Por favor, traduce al inglés esta oración del fragmento sobre «Canción de insomnio»: «El insomnio se hace más doloroso que nunca».
··· Fragmento de lectura ···
Tercera parte: “Canción de
insomnio”
El
insomnio se abre paso como un mal sueño. Una imagen doble: la falta de sueño y
la progresiva falta de visión. Se abre paso, dolorosa, en la penumbra (así se
llama uno de los primeros poemas de esta tercera parte), se empoza en las pupilas, exige lámparas. El sueño extravió sus pasos.
El
poema “El insomne” es impresionante. El insomnio se hace más doloroso que
nunca. La sombra (la ceguera) va ganando terreno de manera imparable en una
noche eterna en la que hasta el río del tiempo parece haberse detenido y la luna con su brillo de plata ha
congelado la ciudad. Es la victoria de la sombra sobre unos ojos que no
descansan, que no pueden dormir, sombra
que da paso al tema de la ceguera, el cual prosigue en “Palos de ciego”, “Saint
Ovide 1771”
··· Datos proporcionados ···
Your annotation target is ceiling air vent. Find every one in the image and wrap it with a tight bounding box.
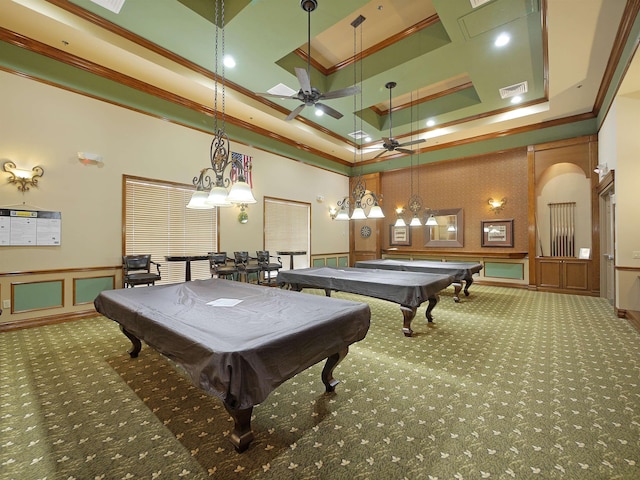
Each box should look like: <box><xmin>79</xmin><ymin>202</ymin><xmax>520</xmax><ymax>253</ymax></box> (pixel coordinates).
···
Resultado del ejercicio
Insomnia becomes more painful than ever.